_To do_:
Extract the whole listing as it stands. Do not include the pictures.

_Given entries_:
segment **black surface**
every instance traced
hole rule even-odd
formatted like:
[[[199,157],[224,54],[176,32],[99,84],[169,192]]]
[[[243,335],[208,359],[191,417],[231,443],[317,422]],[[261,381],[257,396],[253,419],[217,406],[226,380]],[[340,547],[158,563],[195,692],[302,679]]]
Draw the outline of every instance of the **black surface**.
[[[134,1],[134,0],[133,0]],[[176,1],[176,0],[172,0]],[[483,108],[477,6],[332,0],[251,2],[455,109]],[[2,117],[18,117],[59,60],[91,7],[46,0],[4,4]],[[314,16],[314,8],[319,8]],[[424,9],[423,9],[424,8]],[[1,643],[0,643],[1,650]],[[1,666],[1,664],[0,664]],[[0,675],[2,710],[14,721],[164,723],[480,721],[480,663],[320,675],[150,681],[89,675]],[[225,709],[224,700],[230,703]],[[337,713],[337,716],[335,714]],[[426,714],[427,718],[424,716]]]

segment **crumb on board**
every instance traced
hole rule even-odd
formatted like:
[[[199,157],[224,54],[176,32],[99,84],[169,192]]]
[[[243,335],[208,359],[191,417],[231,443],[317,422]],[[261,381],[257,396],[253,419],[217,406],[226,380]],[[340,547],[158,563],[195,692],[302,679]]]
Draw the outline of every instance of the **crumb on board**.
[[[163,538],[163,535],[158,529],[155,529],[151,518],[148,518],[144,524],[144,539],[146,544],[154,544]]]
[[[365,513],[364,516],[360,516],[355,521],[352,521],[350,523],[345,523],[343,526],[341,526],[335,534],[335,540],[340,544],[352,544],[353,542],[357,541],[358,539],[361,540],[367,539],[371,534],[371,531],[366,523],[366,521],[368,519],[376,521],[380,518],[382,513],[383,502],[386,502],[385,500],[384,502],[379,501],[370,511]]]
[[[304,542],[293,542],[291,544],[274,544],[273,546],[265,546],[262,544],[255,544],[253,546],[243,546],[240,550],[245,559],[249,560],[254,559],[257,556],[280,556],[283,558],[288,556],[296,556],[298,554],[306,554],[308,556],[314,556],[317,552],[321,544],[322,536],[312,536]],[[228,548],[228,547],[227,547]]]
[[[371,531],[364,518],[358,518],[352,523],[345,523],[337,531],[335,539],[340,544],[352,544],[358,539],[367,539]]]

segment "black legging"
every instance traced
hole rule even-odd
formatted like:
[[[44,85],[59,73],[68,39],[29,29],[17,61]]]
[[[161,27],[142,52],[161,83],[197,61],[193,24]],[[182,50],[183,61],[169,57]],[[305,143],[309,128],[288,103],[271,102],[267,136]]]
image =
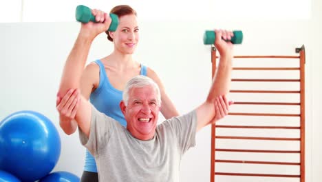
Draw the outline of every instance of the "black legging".
[[[98,174],[97,172],[84,171],[80,182],[98,182]]]

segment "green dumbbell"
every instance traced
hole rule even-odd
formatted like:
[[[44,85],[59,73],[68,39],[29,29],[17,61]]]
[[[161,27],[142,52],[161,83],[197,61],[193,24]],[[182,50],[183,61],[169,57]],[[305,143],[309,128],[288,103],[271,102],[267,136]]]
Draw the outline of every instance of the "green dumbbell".
[[[79,5],[76,7],[76,19],[82,23],[88,23],[89,21],[96,22],[95,17],[92,14],[92,10],[89,8],[83,5]],[[118,15],[110,13],[109,17],[111,19],[111,25],[109,26],[108,31],[114,32],[118,26]]]
[[[241,30],[233,31],[234,36],[230,41],[233,44],[241,44],[243,42],[243,32]],[[216,34],[213,30],[206,30],[204,34],[204,44],[211,45],[215,43]]]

_Output_:
segment **black surface**
every instance traced
hole rule even-odd
formatted like:
[[[199,157],[224,54],[176,32],[99,84],[169,192]]]
[[[243,335],[208,359],[191,417],[231,443],[317,422]],[[261,381],[257,396],[253,419],[217,406],[226,380]],[[340,547],[158,563],[195,692],[302,679]]]
Draw the outline of every instance of the **black surface**.
[[[134,1],[134,0],[133,0]],[[176,1],[176,0],[172,0]],[[483,108],[477,6],[332,0],[251,2],[455,109]],[[2,117],[18,117],[59,60],[91,7],[46,0],[4,4]],[[314,16],[314,8],[319,8]],[[424,9],[423,9],[424,8]],[[1,643],[0,643],[1,650]],[[1,666],[1,664],[0,664]],[[0,675],[2,710],[14,721],[164,723],[480,721],[480,663],[320,675],[150,681],[89,675]],[[225,709],[224,700],[230,703]],[[337,713],[337,716],[335,714]],[[426,714],[427,718],[424,716]]]

segment **crumb on board**
every instance traced
hole rule even-odd
formatted like:
[[[199,157],[224,54],[176,32],[99,84],[169,192]]]
[[[243,335],[208,359],[191,417],[231,443],[317,422]],[[261,381],[257,396],[253,419],[217,406],[226,380]],[[340,547],[158,563],[195,692],[302,679]]]
Draw the outline of every instance of the **crumb on board**.
[[[163,538],[163,535],[158,529],[155,529],[151,518],[148,518],[144,524],[144,539],[146,544],[154,544]]]
[[[365,513],[364,516],[360,516],[355,521],[352,521],[350,523],[345,523],[343,526],[341,526],[335,534],[335,540],[340,544],[352,544],[353,542],[357,541],[358,539],[361,540],[367,539],[371,534],[371,531],[366,523],[366,521],[368,519],[376,521],[380,518],[382,513],[383,502],[386,502],[385,500],[384,502],[379,501],[370,511]]]
[[[304,542],[293,542],[291,544],[274,544],[273,546],[265,546],[262,544],[255,544],[253,546],[243,546],[240,550],[245,559],[249,560],[254,559],[257,556],[280,556],[283,558],[288,556],[296,556],[298,554],[306,554],[308,556],[314,556],[317,552],[321,544],[322,536],[312,536]],[[228,548],[228,547],[227,547]]]
[[[371,531],[364,518],[358,518],[352,523],[345,523],[337,531],[335,539],[340,544],[352,544],[358,539],[367,539]]]

segment "black legging"
every instance traced
hole rule even-odd
formatted like:
[[[44,85],[59,73],[68,39],[29,29],[17,61]]]
[[[161,27],[142,52],[161,83],[197,61],[193,24]],[[182,50],[183,61],[169,57]],[[305,143],[309,128],[288,103],[271,102],[267,136]]]
image =
Draw the outline of every instance of the "black legging".
[[[98,174],[97,172],[84,171],[80,182],[98,182]]]

segment "green dumbbell"
every instance traced
hole rule even-odd
formatted like:
[[[44,85],[59,73],[68,39],[29,29],[17,61]]]
[[[161,27],[142,52],[161,83],[197,61],[193,24]],[[182,50],[183,61],[169,57]],[[305,143],[309,128],[288,103],[271,102],[267,136]]]
Draw the outline of every instance of the "green dumbbell".
[[[79,5],[76,7],[76,19],[82,23],[88,23],[89,21],[96,22],[95,17],[92,14],[92,10],[89,8],[83,5]],[[118,15],[110,13],[109,17],[111,19],[111,25],[109,26],[108,31],[114,32],[118,26]]]
[[[241,30],[233,31],[234,36],[230,41],[233,44],[241,44],[243,42],[243,32]],[[216,34],[213,30],[206,30],[204,34],[204,44],[211,45],[215,43]]]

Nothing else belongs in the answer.